What follows is a set of records; repeat all of them exactly.

*** EXTRACTED RECORDS ***

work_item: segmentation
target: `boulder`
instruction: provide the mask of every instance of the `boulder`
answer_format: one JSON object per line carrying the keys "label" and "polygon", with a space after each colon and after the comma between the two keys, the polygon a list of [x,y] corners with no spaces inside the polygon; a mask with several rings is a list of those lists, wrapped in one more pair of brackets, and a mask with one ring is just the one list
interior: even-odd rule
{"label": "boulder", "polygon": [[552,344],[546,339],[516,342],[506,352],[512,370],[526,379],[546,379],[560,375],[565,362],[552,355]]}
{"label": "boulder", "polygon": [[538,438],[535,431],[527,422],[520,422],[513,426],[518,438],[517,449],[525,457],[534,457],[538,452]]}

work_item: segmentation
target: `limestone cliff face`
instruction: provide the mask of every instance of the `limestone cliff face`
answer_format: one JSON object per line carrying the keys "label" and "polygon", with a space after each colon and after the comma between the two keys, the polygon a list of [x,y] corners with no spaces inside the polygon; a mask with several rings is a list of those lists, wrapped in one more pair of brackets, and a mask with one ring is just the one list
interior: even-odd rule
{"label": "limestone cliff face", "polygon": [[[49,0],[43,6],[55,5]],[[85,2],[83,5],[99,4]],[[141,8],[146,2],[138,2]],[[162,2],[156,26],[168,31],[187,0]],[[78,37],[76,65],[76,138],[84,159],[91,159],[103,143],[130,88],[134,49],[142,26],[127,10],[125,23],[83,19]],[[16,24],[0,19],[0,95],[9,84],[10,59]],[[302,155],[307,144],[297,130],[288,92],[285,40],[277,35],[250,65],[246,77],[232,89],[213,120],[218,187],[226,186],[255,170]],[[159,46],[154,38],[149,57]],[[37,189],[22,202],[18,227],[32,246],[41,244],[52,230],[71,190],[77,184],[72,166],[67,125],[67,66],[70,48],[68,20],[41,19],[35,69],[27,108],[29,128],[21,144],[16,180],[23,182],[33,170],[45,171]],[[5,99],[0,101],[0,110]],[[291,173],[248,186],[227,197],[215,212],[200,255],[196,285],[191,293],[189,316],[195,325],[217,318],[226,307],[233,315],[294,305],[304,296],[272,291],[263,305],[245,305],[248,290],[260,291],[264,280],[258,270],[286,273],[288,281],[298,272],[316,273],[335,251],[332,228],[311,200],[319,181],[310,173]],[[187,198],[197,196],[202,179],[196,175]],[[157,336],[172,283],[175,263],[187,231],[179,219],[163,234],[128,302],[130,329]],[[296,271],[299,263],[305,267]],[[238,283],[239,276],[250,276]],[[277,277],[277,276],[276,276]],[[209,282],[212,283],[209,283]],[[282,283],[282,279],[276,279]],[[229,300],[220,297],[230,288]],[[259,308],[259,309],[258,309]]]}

*** End of EXTRACTED RECORDS ***

→ **WRITTEN ANSWER**
work_item: segmentation
target: `boulder`
instruction: provide the mask of every instance of the `boulder`
answer_format: one JSON object per line carrying the keys "label" and "polygon", with a space after each colon and after the comma between the two keys, the polygon a list of [x,y] corners with no spaces inside the polygon; a mask with several rings is a list of those lists, wrapped in one more pair of brackets, and a mask with one ring is just the one list
interior: even-odd rule
{"label": "boulder", "polygon": [[552,344],[546,339],[516,342],[506,352],[512,370],[526,379],[546,379],[560,375],[565,362],[552,355]]}
{"label": "boulder", "polygon": [[538,438],[535,431],[527,422],[520,422],[513,426],[518,438],[517,449],[525,457],[534,457],[538,452]]}

work_item: segmentation
target: `limestone cliff face`
instruction: provide the mask of every instance of the `limestone cliff face`
answer_format: one JSON object per line carrying the keys "label" and "polygon", with a space after each colon and after the comma between the two keys, the polygon a list of [x,y] corners with no spaces inside the polygon; a mask with several rings is a list of those lists, wrapped in one more pair of brackets, and a mask with one ring is just the one list
interior: even-odd rule
{"label": "limestone cliff face", "polygon": [[[49,0],[43,6],[55,5]],[[85,2],[83,5],[99,4]],[[141,8],[146,2],[138,2]],[[162,2],[156,26],[168,31],[187,0]],[[78,37],[76,65],[76,138],[84,159],[91,159],[103,143],[130,88],[134,49],[142,26],[127,10],[125,23],[83,19]],[[16,24],[0,19],[0,95],[9,84],[10,59]],[[302,155],[307,144],[297,130],[288,92],[285,40],[277,35],[250,65],[246,77],[232,89],[213,120],[218,187],[226,186],[255,170]],[[159,46],[154,38],[149,57]],[[37,189],[22,202],[18,227],[32,246],[41,244],[52,230],[71,190],[77,184],[72,166],[67,125],[67,66],[70,48],[68,20],[41,19],[35,69],[27,108],[29,128],[21,144],[16,180],[23,182],[33,170],[45,171]],[[5,99],[0,101],[0,110]],[[291,173],[248,186],[227,197],[215,212],[200,255],[196,285],[191,293],[189,316],[195,325],[217,318],[226,307],[233,315],[294,305],[304,296],[272,291],[263,305],[245,305],[248,290],[260,291],[264,280],[258,270],[286,273],[288,281],[298,272],[316,273],[335,251],[332,228],[311,200],[319,181],[310,173]],[[187,198],[197,196],[202,179],[196,175]],[[157,336],[172,283],[175,263],[187,231],[179,219],[163,234],[128,302],[130,329]],[[296,271],[299,263],[305,267]],[[238,283],[239,276],[250,276]],[[277,277],[277,276],[276,276]],[[209,282],[212,283],[209,283]],[[282,283],[282,279],[276,279]],[[229,300],[220,297],[230,288]],[[259,308],[259,309],[258,309]]]}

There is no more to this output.